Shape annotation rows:
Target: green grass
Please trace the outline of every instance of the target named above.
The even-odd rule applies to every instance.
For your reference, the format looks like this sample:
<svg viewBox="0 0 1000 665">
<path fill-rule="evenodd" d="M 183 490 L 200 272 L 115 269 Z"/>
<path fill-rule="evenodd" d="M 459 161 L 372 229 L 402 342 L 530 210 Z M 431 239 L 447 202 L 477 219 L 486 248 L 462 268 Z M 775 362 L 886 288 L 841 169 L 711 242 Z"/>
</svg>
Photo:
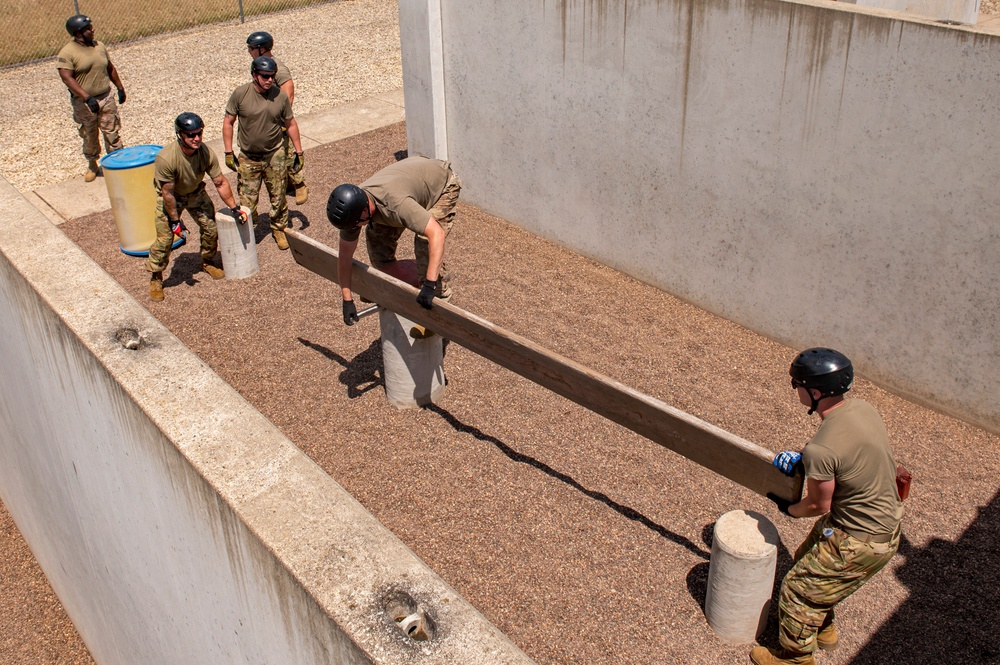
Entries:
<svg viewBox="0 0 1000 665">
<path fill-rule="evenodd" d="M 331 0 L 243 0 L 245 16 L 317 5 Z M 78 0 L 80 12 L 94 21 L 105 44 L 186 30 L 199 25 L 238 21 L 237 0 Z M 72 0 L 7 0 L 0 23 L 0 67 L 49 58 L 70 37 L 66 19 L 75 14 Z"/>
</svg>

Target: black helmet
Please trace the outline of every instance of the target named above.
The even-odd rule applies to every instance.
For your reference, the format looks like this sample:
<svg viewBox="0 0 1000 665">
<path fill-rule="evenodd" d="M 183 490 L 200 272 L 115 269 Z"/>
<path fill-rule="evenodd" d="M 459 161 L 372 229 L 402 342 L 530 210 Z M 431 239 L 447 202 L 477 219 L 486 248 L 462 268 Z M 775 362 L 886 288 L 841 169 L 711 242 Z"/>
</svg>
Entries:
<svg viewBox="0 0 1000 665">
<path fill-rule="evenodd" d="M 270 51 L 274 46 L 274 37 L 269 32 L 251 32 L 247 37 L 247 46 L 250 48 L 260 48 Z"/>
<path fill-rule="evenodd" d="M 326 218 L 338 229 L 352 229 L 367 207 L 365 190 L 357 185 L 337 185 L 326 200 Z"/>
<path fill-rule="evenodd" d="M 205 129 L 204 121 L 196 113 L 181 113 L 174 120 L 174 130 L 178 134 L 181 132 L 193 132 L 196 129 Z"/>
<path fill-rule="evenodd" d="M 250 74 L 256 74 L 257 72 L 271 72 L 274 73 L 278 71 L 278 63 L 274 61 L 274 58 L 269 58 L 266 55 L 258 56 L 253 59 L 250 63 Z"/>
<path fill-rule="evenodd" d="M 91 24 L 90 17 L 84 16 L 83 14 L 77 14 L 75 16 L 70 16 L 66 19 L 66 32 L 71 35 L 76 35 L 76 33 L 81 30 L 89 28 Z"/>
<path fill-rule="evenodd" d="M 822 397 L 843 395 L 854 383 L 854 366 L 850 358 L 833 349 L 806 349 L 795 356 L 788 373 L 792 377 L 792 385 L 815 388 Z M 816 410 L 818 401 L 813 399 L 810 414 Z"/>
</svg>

---

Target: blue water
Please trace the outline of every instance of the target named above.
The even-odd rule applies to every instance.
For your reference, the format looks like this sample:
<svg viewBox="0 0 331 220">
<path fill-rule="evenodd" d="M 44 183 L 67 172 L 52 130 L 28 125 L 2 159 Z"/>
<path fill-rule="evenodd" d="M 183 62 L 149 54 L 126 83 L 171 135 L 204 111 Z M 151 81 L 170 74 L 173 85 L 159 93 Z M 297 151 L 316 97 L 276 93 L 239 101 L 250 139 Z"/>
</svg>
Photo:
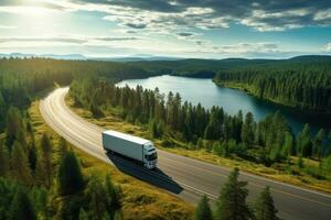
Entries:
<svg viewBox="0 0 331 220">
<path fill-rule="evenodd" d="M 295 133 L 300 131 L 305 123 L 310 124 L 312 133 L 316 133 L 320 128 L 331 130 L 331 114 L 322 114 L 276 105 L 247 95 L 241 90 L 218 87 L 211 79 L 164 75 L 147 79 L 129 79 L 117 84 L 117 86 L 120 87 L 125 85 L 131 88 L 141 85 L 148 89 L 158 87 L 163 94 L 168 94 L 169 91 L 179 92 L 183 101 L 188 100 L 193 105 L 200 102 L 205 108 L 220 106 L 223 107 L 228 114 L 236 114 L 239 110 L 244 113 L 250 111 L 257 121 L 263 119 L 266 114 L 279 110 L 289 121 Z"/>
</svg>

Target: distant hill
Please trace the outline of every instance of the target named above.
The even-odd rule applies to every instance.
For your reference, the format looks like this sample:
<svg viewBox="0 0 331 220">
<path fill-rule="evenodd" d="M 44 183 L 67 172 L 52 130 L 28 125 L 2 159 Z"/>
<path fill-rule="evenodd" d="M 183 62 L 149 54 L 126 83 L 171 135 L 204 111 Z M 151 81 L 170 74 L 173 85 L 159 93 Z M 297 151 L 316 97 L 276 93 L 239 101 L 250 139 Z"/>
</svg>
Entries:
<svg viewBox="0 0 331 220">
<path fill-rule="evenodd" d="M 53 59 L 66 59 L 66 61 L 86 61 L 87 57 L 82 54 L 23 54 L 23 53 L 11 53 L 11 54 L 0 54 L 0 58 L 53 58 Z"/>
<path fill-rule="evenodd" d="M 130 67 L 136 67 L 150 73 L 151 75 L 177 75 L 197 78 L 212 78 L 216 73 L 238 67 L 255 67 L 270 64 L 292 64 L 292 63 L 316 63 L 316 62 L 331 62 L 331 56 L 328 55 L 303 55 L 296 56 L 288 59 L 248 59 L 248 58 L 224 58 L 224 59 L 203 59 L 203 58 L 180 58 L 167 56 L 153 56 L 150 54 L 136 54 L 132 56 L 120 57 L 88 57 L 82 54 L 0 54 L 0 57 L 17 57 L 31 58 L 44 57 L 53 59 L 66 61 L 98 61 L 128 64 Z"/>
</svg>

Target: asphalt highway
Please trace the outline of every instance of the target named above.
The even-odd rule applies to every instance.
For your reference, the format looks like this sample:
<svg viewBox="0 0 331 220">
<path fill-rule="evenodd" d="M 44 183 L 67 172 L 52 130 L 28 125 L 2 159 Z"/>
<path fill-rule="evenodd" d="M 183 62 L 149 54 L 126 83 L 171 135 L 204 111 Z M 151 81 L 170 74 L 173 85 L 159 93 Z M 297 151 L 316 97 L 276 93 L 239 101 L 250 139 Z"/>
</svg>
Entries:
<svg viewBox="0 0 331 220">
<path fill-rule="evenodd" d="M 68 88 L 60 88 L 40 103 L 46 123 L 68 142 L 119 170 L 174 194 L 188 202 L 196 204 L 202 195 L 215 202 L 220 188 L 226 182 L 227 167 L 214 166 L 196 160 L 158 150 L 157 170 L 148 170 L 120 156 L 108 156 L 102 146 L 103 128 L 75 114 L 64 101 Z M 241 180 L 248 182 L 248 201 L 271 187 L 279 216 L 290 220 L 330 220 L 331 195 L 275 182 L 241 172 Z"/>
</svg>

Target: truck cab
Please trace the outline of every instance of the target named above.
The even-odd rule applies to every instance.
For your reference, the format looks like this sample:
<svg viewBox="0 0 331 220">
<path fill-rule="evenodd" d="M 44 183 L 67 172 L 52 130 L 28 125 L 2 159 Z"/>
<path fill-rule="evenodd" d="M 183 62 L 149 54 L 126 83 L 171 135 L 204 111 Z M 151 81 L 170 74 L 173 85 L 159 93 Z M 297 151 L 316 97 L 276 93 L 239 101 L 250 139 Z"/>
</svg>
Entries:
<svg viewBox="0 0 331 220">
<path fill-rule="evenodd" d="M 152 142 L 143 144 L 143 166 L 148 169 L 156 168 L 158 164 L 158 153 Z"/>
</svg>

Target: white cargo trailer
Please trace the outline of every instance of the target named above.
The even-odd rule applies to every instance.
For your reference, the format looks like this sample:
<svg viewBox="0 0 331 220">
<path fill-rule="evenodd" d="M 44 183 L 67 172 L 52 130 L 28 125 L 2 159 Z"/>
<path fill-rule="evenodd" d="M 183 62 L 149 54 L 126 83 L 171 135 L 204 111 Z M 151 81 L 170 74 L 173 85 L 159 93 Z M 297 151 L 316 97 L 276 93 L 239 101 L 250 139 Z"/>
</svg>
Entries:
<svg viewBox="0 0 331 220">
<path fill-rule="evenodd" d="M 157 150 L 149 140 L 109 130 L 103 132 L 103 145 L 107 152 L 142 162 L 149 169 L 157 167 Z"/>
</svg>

REQUIREMENT:
Rewrite everything from the line with "Target: black helmet" to the line with "205 129 L 204", both included. Copy the instruction text and its format sample unchanged, but multiply every number in the answer outlines (the viewBox values and path coordinates) by 1.6 and round each to a whole number, with halves rounded up.

FULL OUTPUT:
Target: black helmet
Please trace the outline of every instance of the target named above.
The even-odd rule applies to every instance.
For your reference, the format looks like this sample:
<svg viewBox="0 0 1000 665">
<path fill-rule="evenodd" d="M 183 490 L 200 272 L 115 269 Z"/>
<path fill-rule="evenodd" d="M 459 161 L 372 229 L 402 342 L 530 210 Z M 431 239 L 447 202 L 477 219 L 486 248 L 462 268 Z M 775 362 L 886 288 L 841 169 L 711 242 Z"/>
</svg>
Entries:
<svg viewBox="0 0 1600 1064">
<path fill-rule="evenodd" d="M 432 82 L 438 74 L 438 59 L 430 51 L 402 51 L 395 59 L 395 74 L 400 77 L 416 77 Z"/>
<path fill-rule="evenodd" d="M 522 349 L 541 366 L 563 366 L 587 331 L 584 304 L 571 296 L 539 296 L 522 320 Z"/>
<path fill-rule="evenodd" d="M 328 206 L 326 194 L 314 181 L 290 181 L 278 192 L 278 208 L 285 214 L 290 211 L 309 211 L 314 206 Z"/>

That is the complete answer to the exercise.